- Stated problem
Can you reproduce the rows below word for word, leaving out the pictures?

Excerpts of pointing data

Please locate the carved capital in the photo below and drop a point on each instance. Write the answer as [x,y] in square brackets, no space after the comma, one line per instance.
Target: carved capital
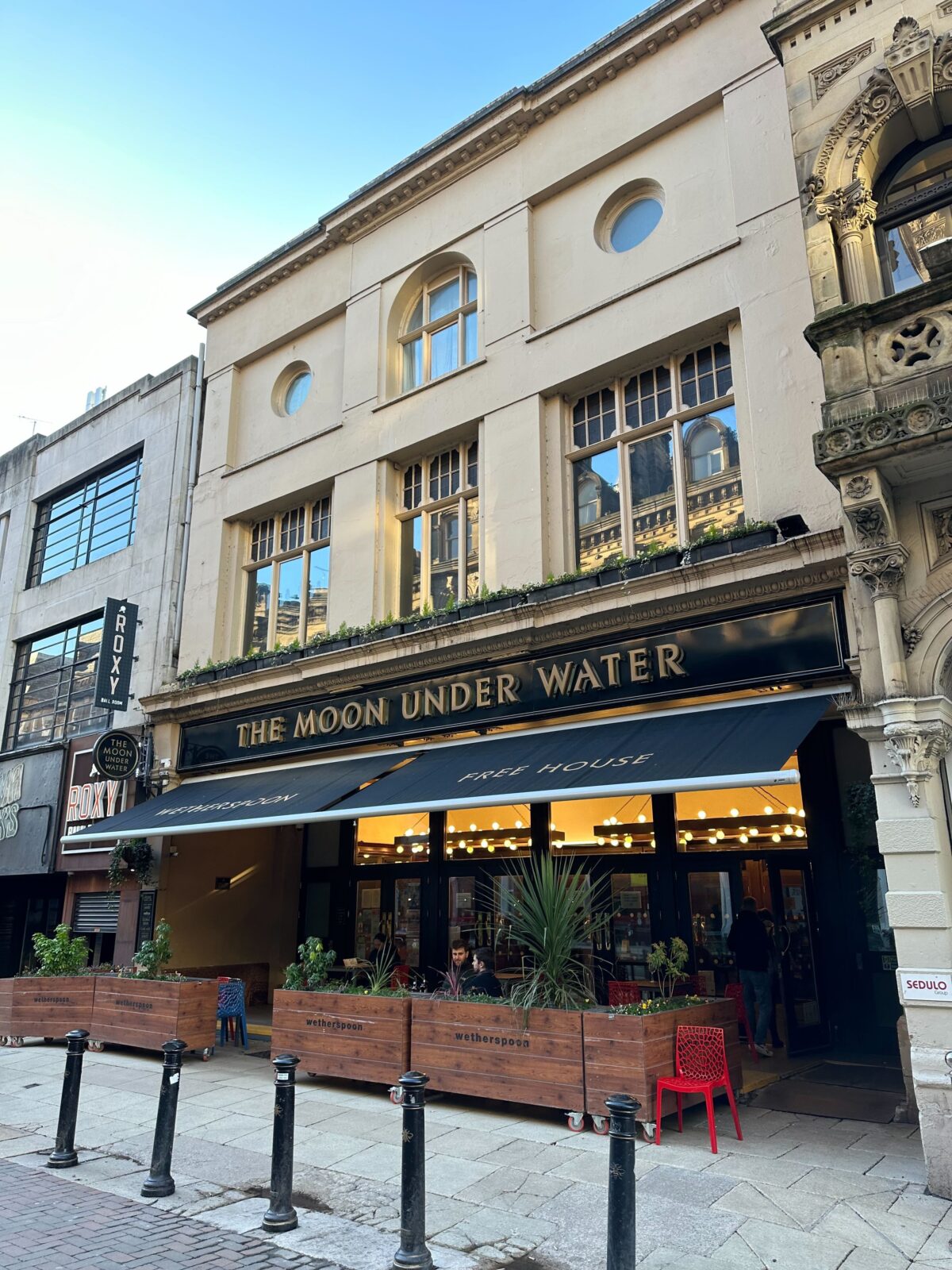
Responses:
[850,210]
[917,749]
[881,571]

- Solution
Please locate the carved capital in the photo below and drop a point on each instance. Write the answer as [x,y] in square brackets, no space after the comma, one line per instance.
Target: carved capital
Responses:
[850,210]
[917,749]
[881,571]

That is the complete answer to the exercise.